:: Vorliegender Text

Donnerstag, 10. März 2016

Warum "mehr als..."???


"Mehr als nur ein Konzert"
wirbt ein Plakat in der Innenstadt.
Mehr als nur ein Konzert
und ich frage mich, was dieses «mehr» nun zu bedeuten hat. Ist es ein Musical, eine Show, eine Oper, aber wieso schreibt man dann nicht gleich den Fachbegriff? Machen die Künstlerinnen und Künstler noch irgendwas extra? Tanzen sie? Ziehen sie sich lustige Kleider an? Töten sie Tiere auf offener Bühne oder werfen sie mit Luftschlangen? Was bedeutet dieses «mehr», das man nun ständig liest?
"Mehr als eine Badewanne"
wirbt eine Sanitärfirma in ihrem Prospekt für ihr neuestes Luxusprodukt.
Mehr als eine Badewanne
und ich frage mich, was nun das schon wieder meint. Ist es eine Badewanne mit Schäumfunktion? Aber dann könnte man doch gleich Whirlpool schreiben. Kann man darin Längen ziehen? Aber dann wäre es doch ein Schwimmbad. Was kann diese Badewanne, das sie «mehr» als eine Badewanne ist? Vielleicht gibt es Unterwassersound, so dass ich während des Mango-Erdbeer-Schaumbades noch Mahler VII hören kann. Vielleicht hat es Unterwasser-Farbeffekte, dann könnte man Skrjabins grosse Erlösungskomposition unter Wasser mit den entsprechenden synästhetischen Rot- und Blautönen hören. Vielleicht fliegt diese Mehr-als-eine-Badewanne-Badewanne, vielleicht fährt sie oder brät Spiegeleier, man weiss es nicht.

::::
:: Datensätze

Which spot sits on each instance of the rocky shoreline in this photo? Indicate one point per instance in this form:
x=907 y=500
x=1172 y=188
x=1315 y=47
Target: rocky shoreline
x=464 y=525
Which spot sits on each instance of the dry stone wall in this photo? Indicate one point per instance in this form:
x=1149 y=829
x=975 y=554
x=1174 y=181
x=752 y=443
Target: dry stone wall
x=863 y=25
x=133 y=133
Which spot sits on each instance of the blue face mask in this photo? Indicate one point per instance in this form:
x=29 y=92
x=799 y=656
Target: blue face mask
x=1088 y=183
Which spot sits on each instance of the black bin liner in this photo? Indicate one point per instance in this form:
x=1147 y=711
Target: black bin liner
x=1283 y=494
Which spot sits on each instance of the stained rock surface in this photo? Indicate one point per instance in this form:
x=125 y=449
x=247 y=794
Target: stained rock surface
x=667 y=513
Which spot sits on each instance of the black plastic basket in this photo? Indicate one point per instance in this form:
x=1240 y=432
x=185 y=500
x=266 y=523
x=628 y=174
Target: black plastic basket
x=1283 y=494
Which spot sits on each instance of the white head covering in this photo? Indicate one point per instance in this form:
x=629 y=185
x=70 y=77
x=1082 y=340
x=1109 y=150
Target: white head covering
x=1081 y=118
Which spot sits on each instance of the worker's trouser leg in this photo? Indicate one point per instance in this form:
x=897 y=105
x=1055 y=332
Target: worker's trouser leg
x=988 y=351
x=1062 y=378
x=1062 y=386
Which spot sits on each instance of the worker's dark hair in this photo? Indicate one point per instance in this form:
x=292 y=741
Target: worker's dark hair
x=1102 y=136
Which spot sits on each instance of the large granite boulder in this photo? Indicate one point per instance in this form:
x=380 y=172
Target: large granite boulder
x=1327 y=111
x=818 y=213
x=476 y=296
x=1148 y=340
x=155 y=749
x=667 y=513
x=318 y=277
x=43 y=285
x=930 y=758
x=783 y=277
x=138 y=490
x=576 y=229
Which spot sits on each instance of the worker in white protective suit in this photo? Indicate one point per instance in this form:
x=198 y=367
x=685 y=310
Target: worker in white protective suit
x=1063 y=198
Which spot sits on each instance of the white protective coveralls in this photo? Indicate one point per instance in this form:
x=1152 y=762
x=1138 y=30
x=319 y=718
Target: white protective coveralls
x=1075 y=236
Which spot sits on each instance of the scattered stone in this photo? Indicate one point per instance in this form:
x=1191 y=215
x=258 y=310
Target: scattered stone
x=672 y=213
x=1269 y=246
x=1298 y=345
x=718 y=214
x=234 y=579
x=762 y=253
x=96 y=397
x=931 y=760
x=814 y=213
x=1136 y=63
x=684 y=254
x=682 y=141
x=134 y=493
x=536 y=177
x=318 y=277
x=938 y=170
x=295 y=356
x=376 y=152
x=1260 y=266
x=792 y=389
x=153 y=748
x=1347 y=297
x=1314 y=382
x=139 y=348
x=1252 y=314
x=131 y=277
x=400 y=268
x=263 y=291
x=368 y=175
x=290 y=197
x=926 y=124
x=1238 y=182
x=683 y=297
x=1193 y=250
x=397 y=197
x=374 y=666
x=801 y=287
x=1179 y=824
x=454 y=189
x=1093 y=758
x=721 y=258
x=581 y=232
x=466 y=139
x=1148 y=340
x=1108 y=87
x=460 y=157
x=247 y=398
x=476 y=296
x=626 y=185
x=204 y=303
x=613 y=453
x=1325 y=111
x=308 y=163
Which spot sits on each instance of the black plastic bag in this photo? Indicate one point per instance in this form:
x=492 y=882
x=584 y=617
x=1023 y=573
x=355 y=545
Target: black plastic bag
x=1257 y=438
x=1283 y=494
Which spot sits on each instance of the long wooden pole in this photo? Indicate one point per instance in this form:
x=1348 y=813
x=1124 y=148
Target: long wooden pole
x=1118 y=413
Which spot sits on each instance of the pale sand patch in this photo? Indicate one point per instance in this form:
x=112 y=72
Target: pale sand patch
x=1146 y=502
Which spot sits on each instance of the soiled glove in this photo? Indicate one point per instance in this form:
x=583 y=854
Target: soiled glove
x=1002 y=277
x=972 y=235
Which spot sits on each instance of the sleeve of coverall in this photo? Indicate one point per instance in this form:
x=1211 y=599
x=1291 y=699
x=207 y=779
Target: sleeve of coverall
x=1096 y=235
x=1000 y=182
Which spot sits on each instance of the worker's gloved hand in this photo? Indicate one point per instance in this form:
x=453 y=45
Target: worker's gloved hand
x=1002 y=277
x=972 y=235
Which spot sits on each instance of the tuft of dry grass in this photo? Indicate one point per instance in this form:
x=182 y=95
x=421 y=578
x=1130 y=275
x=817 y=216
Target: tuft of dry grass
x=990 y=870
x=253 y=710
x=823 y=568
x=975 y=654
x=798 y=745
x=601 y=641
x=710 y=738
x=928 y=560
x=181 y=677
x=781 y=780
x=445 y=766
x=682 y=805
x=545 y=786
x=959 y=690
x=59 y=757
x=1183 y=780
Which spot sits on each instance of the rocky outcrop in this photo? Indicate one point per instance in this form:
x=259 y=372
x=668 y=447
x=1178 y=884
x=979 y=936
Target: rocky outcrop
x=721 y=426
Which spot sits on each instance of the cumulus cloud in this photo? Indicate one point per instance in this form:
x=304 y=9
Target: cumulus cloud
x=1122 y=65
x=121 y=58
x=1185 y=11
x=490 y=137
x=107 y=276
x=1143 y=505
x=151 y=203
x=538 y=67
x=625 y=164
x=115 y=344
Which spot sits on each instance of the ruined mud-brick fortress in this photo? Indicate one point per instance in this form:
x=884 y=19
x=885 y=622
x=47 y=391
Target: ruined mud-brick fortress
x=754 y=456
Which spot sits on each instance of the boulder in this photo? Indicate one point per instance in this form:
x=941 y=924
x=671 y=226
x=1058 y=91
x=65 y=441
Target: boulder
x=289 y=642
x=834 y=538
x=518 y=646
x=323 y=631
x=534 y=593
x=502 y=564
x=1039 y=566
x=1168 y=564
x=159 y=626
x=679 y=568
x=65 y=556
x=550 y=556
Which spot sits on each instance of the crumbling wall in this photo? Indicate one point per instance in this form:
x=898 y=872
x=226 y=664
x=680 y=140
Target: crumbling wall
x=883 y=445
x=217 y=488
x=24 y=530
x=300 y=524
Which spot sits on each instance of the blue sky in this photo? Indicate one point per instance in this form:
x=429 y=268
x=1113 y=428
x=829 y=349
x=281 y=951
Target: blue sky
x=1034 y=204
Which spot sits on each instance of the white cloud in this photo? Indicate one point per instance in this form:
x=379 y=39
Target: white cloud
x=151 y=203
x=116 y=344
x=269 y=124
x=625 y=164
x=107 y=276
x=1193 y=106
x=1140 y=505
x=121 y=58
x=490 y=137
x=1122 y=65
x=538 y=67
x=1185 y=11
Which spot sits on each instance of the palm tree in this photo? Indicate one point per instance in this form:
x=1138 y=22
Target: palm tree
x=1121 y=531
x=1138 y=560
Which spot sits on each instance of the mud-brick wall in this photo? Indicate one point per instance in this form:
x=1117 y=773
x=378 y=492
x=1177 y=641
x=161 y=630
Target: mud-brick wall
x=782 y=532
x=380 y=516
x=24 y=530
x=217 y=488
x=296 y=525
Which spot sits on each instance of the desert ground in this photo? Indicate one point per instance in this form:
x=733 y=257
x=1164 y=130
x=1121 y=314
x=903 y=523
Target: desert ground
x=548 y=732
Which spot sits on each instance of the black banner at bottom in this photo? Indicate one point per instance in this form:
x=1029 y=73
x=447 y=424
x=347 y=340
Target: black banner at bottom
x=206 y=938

::::

**Aufgabenstellung**
a - Zähle alle Dinge auf, die die Badewanne laut den mit „Vielleicht“ beginnenden Sätzen im Text über Werbung mit „mehr als“ haben oder tun könnte.
b - Schreibe aus dem Text über Werbung mit „mehr als“ den Abschnitt unverändert ab, der mit den Worten "wirbt eine Sanitärfirma" anfängt und mit "weiss es nicht." aufhört.
c - Beantworte anhand des Textes über Werbung mit „mehr als“ die folgenden Fragen:
(i) Wo wirbt das Plakat mit „Mehr als nur ein Konzert“?
(ii) Worin wirbt die Sanitärfirma für ihr neuestes Luxusprodukt?
(iii) Welches Werk soll während des Mango-Erdbeer-Schaumbades zu hören sein?
Die Auflistung hat mit dem Text nichts zu tun.

**Lösungen**
a -
- Unterwassersound haben
- Unterwasser-Farbeffekte haben
- fliegen
- fahren
- Spiegeleier braten

b -
wirbt eine Sanitärfirma in ihrem Prospekt für ihr neuestes Luxusprodukt.
Mehr als eine Badewanne
und ich frage mich, was nun das schon wieder meint. Ist es eine Badewanne mit Schäumfunktion? Aber dann könnte man doch gleich Whirlpool schreiben. Kann man darin Längen ziehen? Aber dann wäre es doch ein Schwimmbad. Was kann diese Badewanne, das sie «mehr» als eine Badewanne ist? Vielleicht gibt es Unterwassersound, so dass ich während des Mango-Erdbeer-Schaumbades noch Mahler VII hören kann. Vielleicht hat es Unterwasser-Farbeffekte, dann könnte man Skrjabins grosse Erlösungskomposition unter Wasser mit den entsprechenden synästhetischen Rot- und Blautönen hören. Vielleicht fliegt diese Mehr-als-eine-Badewanne-Badewanne, vielleicht fährt sie oder brät Spiegeleier, man weiss es nicht.

c -
(i) In der Innenstadt.
(ii) In ihrem Prospekt.
(iii) Mahler VII.